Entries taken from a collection
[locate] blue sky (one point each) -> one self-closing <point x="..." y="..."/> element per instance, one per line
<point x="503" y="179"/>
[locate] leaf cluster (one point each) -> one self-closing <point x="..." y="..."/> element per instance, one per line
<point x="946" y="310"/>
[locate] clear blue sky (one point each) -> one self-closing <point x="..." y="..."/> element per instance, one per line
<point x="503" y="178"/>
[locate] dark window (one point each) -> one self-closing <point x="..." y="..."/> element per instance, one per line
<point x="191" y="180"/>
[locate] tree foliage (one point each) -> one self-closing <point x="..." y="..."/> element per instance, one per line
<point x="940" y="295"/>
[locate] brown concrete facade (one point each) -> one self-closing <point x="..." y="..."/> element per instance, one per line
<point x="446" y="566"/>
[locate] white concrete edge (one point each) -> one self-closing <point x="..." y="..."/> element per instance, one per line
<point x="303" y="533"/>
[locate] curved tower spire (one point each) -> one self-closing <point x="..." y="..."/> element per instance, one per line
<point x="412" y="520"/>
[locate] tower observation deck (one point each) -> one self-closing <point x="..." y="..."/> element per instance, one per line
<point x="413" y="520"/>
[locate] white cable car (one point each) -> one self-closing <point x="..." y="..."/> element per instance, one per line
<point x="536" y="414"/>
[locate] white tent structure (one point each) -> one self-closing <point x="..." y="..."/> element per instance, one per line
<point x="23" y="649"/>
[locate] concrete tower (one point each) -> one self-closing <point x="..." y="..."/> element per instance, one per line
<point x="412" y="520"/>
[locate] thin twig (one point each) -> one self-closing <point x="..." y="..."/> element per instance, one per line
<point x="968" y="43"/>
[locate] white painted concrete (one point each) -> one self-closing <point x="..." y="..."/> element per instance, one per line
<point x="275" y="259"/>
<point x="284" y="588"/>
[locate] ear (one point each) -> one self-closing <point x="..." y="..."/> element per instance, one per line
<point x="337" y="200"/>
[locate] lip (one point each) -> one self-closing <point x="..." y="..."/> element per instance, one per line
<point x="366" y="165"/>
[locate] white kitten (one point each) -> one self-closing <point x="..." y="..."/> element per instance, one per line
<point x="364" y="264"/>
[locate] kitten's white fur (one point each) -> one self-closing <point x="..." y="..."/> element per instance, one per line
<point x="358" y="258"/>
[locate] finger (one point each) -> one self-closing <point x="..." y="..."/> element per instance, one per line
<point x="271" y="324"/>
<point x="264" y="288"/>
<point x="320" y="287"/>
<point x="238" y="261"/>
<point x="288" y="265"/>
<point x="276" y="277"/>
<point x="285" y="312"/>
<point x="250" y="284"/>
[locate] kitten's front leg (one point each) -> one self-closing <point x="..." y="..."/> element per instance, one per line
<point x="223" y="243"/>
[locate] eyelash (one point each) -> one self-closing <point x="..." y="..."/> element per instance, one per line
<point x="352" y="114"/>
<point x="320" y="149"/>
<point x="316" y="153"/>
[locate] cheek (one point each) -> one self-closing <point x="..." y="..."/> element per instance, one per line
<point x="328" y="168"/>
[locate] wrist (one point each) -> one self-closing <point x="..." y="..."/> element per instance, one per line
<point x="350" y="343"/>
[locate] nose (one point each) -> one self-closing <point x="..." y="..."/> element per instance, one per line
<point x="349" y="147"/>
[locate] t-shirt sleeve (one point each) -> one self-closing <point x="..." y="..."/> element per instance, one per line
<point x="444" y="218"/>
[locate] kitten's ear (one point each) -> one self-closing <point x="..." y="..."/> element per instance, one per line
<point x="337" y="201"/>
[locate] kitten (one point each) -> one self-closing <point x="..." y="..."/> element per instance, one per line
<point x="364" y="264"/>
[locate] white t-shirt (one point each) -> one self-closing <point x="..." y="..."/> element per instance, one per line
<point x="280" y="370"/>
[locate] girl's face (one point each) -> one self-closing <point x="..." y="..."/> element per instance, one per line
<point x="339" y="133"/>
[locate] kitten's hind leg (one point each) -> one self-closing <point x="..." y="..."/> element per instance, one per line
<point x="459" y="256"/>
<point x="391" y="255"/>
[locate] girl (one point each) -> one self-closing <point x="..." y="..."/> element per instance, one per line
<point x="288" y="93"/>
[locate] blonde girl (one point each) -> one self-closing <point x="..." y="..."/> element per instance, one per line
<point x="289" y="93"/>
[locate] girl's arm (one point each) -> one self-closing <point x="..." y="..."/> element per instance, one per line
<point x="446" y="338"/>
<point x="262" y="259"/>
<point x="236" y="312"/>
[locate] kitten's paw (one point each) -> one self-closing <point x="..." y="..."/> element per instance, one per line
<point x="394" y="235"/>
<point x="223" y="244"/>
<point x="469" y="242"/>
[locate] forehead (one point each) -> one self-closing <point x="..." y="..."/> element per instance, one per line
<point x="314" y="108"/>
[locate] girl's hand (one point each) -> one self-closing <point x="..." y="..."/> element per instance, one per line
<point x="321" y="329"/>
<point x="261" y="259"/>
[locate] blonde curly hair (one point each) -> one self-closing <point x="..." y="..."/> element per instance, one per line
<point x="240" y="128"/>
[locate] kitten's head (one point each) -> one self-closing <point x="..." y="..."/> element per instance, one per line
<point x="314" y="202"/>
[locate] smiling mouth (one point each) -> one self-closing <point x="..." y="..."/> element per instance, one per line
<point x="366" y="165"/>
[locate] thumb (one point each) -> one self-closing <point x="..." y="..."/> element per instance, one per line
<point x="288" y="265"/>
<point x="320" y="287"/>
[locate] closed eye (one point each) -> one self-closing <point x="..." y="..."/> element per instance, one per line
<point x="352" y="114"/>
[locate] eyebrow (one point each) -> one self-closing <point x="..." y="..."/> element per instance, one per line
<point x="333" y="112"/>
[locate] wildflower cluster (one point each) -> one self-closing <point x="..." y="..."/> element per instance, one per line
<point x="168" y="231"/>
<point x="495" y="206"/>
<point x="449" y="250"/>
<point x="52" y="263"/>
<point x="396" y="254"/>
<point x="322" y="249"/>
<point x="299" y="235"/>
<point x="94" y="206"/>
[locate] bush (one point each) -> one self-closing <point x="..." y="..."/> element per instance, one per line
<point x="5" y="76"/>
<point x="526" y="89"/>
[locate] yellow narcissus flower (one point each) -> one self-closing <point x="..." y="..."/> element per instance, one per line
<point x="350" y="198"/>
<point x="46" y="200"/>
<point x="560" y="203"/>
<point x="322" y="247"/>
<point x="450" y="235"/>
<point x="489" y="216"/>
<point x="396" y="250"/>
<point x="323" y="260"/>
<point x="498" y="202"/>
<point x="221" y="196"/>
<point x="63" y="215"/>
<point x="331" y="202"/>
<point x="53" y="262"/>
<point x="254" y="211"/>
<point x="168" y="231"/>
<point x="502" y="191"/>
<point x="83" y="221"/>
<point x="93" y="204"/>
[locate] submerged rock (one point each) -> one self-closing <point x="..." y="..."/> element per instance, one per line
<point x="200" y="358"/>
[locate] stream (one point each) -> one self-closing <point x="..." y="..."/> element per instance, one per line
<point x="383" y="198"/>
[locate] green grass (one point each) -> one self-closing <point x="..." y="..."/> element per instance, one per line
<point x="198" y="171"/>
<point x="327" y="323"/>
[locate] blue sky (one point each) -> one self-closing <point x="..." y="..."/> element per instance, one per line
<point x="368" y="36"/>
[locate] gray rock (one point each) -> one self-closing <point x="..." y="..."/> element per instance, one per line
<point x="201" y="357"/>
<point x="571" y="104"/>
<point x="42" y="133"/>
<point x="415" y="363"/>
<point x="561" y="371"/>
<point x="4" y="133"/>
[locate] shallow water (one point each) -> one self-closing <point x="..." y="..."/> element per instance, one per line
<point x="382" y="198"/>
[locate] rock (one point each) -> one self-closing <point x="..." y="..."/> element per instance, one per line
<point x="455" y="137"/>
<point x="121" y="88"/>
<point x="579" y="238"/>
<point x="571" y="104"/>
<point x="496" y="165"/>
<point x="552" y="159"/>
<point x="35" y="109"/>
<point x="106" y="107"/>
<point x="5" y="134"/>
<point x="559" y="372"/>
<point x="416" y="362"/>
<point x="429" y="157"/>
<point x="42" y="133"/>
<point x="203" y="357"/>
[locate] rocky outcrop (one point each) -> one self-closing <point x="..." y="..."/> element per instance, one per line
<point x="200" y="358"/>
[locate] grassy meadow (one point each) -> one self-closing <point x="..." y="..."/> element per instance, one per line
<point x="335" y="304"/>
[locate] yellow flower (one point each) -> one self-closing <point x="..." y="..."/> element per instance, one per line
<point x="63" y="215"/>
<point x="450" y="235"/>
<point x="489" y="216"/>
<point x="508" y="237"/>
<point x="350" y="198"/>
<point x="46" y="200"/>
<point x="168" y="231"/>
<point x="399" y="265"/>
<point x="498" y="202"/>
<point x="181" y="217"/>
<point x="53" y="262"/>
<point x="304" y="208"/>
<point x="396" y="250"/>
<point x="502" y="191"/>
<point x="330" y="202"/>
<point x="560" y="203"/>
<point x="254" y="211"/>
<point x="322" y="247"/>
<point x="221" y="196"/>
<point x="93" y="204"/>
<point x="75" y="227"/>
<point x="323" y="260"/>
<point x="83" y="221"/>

TASK INSTRUCTIONS :: Write out exactly the lines from the line holding "[locate] green grass" through the last line of the data, and nothing besides those lines.

THE COMPLETED TASK ::
[locate] green grass (one point each) -> one self-closing <point x="..." y="..."/> element per instance, one per line
<point x="198" y="171"/>
<point x="327" y="323"/>
[locate] blue sky (one point each) -> one self-closing <point x="..." y="..."/> element per instance, one per line
<point x="368" y="36"/>
[locate] gray rock (one point each) -> one self-closing <point x="..." y="..."/> element per instance, one per line
<point x="201" y="357"/>
<point x="571" y="104"/>
<point x="42" y="133"/>
<point x="415" y="363"/>
<point x="561" y="371"/>
<point x="4" y="133"/>
[locate] shallow water (one point each) -> one self-closing <point x="..." y="..."/> element per instance, one per line
<point x="382" y="198"/>
[locate] rock (one point each) -> one self-closing <point x="..." y="..."/> element per instance, one per line
<point x="455" y="137"/>
<point x="121" y="88"/>
<point x="579" y="238"/>
<point x="571" y="104"/>
<point x="496" y="165"/>
<point x="552" y="159"/>
<point x="35" y="109"/>
<point x="106" y="107"/>
<point x="5" y="134"/>
<point x="559" y="372"/>
<point x="416" y="362"/>
<point x="429" y="157"/>
<point x="42" y="133"/>
<point x="203" y="357"/>
[locate] rocky outcrop (one point each) -> one self-closing <point x="..." y="..."/> element per instance, one per line
<point x="200" y="358"/>
[locate] grassy meadow (one point each) -> one self-closing <point x="..." y="..."/> element per instance, one per line
<point x="335" y="304"/>
[locate] yellow flower (one point each) -> one self-closing <point x="..." y="..."/> element per instance, one per line
<point x="63" y="215"/>
<point x="450" y="235"/>
<point x="489" y="216"/>
<point x="508" y="237"/>
<point x="350" y="198"/>
<point x="46" y="200"/>
<point x="168" y="231"/>
<point x="399" y="265"/>
<point x="498" y="202"/>
<point x="181" y="217"/>
<point x="53" y="262"/>
<point x="304" y="208"/>
<point x="396" y="250"/>
<point x="502" y="191"/>
<point x="330" y="202"/>
<point x="560" y="203"/>
<point x="254" y="211"/>
<point x="322" y="247"/>
<point x="221" y="196"/>
<point x="93" y="204"/>
<point x="75" y="227"/>
<point x="323" y="260"/>
<point x="83" y="221"/>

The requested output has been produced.